- Exercise description: Pick out every line in the records below that contains the string "Target", treating uppercase and lowercase letters as different, and copy each such line.

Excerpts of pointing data
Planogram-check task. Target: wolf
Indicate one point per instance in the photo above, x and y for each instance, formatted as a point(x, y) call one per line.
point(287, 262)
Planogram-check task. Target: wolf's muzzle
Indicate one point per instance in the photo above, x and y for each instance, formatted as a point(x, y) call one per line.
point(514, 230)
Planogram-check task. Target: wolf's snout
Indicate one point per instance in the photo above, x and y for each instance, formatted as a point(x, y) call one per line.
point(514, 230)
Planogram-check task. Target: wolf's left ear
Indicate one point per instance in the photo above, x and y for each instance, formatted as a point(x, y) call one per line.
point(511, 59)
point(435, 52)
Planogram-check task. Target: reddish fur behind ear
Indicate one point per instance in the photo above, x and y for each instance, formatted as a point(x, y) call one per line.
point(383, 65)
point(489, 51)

* * *

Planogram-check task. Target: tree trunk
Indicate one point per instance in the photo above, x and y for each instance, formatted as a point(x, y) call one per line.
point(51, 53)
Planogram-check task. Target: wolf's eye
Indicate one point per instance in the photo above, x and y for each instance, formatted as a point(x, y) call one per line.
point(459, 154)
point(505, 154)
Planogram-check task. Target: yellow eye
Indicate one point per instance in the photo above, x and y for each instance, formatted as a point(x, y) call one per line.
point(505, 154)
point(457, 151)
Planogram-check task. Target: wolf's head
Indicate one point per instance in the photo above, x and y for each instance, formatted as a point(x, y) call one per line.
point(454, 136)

- Problem solution:
Planogram-check task. Target: wolf
Planogram-check task. Target: wolf's muzzle
Planogram-check task. Target: wolf's snout
Planogram-check task. Target: wolf's left ear
Planogram-check task. Target: reddish fur behind ear
Planogram-check task. Target: tree trunk
Planogram-check task. Target: wolf's eye
Planogram-check task. Target: yellow eye
Planogram-check task. Target: wolf's head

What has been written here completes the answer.